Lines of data
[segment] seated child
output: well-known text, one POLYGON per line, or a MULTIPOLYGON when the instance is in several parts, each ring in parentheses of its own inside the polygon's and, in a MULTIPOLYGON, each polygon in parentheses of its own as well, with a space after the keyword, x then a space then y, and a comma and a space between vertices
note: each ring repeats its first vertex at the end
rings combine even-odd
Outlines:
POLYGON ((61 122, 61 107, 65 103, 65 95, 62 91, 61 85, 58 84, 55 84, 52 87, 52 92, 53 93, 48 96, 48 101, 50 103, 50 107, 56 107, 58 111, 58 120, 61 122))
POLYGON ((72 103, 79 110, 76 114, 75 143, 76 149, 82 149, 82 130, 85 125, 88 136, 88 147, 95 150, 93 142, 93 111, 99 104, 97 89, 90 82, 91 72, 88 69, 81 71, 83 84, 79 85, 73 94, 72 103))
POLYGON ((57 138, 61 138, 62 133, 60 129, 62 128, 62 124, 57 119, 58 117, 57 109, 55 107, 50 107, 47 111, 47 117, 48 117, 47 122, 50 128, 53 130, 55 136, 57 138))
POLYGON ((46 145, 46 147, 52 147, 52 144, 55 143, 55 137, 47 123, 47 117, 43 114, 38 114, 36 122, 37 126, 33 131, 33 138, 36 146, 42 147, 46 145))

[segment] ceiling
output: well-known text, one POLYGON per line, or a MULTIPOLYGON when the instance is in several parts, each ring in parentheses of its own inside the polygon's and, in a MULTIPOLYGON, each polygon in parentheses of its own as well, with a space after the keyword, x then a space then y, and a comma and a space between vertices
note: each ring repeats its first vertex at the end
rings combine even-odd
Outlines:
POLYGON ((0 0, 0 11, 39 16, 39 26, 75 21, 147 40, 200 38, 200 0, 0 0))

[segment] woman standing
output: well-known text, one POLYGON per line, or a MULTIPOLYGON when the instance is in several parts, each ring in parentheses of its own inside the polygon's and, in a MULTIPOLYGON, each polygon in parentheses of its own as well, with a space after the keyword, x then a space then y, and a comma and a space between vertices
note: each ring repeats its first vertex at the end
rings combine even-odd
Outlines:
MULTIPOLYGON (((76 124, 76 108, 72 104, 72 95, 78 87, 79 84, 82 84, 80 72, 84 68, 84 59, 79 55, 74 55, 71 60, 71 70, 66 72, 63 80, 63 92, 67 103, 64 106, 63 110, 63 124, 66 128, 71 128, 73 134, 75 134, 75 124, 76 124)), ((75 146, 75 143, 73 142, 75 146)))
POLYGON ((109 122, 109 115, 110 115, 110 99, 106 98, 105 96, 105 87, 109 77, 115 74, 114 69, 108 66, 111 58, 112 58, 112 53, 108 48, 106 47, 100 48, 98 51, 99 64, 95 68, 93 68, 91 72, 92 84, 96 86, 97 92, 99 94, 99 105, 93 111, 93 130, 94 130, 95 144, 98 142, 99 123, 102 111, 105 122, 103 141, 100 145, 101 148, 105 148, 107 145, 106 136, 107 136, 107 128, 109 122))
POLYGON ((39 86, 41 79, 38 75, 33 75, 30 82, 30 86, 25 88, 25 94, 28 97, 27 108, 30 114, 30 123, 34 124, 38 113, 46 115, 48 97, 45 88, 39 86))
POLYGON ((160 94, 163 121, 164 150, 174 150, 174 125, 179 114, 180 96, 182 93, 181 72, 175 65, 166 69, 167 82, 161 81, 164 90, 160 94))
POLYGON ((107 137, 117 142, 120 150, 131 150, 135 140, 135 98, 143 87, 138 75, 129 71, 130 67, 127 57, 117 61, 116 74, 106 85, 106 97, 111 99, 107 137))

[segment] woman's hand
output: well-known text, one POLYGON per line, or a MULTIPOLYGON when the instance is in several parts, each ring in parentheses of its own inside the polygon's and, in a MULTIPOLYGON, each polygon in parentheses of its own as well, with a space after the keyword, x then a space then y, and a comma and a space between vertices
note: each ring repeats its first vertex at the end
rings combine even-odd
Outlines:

EXERCISE GOAL => All lines from the one with "[segment] woman's hand" through the final line above are to be quoted exactly; quote no other line.

RESULT OF THIS TASK =>
[segment] woman's hand
output: well-known text, one POLYGON per line, or a MULTIPOLYGON when the instance is in several parts, each ring in parentheses of its own inside the polygon's and, in a MULTIPOLYGON, each polygon in parentheses of its own as well, with a space after the keyword, x then a space then y, and a comma and a space between vertices
note: each ring repeats its first vertex at the end
rings combine even-odd
Outlines:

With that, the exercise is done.